GIVEN REQUEST — Rewrite the listing from its first line through the line containing "15 246 L 15", replacing "shrub" with "bush" and leaving everything else unchanged.

**** TASK INPUTS ****

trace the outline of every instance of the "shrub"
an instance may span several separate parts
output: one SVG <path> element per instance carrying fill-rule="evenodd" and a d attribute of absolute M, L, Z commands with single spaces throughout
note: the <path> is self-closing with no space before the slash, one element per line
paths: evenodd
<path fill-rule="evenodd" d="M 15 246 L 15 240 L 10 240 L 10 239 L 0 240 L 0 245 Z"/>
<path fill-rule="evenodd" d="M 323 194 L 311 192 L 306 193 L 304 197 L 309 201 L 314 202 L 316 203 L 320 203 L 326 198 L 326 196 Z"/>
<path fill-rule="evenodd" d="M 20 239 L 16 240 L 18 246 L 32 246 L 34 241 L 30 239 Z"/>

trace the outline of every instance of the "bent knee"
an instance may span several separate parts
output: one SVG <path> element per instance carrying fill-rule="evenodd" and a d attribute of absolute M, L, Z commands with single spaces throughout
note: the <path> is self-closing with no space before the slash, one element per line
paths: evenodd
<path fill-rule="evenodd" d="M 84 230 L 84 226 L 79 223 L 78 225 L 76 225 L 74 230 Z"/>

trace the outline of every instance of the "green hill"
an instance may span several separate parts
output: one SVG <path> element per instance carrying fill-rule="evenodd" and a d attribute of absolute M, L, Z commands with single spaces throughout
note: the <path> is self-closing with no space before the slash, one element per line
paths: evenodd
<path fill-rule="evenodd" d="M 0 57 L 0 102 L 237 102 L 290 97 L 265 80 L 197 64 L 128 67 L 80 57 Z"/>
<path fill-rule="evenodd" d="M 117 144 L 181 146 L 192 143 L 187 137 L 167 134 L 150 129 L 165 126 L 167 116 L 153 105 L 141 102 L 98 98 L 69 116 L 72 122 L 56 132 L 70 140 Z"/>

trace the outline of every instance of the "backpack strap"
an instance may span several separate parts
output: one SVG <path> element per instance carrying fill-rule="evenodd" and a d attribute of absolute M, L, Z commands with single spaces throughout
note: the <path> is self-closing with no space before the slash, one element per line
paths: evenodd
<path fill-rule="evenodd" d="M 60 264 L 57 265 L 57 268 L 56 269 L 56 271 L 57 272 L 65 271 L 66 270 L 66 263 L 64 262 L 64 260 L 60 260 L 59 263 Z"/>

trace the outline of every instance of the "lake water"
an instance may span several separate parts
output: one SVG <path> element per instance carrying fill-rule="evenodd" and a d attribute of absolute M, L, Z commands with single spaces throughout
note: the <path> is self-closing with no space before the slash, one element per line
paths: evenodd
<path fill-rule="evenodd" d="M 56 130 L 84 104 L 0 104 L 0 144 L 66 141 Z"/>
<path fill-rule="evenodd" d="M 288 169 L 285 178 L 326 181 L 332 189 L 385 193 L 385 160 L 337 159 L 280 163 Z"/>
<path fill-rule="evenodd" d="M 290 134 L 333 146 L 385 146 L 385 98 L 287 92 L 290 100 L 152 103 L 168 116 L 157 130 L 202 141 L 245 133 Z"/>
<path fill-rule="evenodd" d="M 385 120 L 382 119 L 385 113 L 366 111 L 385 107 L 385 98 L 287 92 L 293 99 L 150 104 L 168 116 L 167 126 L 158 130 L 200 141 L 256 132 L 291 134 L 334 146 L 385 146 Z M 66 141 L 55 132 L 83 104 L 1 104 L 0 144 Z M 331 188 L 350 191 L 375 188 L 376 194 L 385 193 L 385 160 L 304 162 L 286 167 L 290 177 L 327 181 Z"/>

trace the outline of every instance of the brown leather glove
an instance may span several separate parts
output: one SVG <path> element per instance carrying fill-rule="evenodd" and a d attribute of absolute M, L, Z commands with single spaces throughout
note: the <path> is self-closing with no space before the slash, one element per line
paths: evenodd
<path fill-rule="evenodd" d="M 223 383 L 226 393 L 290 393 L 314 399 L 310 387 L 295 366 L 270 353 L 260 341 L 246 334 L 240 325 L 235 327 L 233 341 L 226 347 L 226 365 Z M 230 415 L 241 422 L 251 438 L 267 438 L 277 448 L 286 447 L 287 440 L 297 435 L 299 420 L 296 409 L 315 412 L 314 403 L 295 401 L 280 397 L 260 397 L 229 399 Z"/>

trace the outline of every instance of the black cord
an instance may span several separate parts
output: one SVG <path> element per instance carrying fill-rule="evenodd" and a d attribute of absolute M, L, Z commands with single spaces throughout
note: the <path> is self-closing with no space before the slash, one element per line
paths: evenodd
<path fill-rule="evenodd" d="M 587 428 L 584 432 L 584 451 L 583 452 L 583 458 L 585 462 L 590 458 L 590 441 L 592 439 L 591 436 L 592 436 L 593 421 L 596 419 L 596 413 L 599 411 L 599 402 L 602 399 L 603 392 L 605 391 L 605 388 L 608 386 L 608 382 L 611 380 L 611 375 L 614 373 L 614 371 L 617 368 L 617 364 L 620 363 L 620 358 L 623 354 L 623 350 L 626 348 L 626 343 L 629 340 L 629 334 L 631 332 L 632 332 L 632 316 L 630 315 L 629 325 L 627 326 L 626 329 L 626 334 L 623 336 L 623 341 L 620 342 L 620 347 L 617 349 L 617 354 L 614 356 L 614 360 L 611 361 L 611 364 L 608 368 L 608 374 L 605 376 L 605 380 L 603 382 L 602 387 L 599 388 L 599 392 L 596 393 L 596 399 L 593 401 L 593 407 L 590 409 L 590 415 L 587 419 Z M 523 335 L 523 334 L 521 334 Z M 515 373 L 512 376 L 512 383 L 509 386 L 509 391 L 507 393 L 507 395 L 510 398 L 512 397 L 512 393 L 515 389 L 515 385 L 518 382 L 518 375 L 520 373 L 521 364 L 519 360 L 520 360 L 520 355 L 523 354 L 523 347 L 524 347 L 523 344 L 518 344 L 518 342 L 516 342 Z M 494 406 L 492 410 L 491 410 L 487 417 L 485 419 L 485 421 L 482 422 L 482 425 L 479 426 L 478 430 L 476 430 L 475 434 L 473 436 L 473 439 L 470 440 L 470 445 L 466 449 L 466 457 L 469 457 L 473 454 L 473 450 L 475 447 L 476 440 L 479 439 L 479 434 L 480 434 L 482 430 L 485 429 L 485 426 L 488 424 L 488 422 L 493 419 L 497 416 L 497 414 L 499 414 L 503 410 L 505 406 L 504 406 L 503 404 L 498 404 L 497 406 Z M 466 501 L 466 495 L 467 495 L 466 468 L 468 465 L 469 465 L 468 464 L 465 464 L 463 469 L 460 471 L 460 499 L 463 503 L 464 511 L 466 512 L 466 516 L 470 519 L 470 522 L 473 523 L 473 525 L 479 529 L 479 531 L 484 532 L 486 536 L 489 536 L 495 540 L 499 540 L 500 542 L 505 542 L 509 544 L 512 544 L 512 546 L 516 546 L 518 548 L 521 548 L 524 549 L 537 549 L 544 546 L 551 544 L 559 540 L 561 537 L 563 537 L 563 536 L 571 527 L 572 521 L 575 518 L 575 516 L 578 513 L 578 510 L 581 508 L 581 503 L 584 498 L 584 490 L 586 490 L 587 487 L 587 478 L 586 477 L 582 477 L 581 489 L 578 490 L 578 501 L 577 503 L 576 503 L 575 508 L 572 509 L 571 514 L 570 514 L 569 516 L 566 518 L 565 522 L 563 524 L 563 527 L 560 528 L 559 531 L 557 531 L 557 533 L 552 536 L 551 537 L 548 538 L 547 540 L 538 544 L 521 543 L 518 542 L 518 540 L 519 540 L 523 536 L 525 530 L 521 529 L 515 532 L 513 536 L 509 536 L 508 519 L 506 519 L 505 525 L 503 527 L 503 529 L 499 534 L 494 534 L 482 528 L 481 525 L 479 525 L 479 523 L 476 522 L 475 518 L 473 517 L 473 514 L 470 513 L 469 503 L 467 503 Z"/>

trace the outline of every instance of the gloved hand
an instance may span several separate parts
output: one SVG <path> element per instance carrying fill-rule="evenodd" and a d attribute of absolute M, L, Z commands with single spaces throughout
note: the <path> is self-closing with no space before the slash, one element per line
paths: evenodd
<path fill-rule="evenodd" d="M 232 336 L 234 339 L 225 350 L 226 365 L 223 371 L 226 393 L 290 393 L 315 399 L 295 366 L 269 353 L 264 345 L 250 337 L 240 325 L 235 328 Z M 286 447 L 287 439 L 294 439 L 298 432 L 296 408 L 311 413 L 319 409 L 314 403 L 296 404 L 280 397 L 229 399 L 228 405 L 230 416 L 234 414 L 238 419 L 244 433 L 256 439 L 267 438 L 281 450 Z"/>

****

TASK ANSWER —
trace the outline of every instance of the "bush"
an instance may span several separate parts
output: one SVG <path> element per instance carrying fill-rule="evenodd" and a d attribute of absolute M, L, Z commands with single spaces throughout
note: the <path> is self-closing with no space before the slash, one element per line
paths: evenodd
<path fill-rule="evenodd" d="M 15 246 L 15 240 L 10 240 L 10 239 L 0 240 L 0 245 Z"/>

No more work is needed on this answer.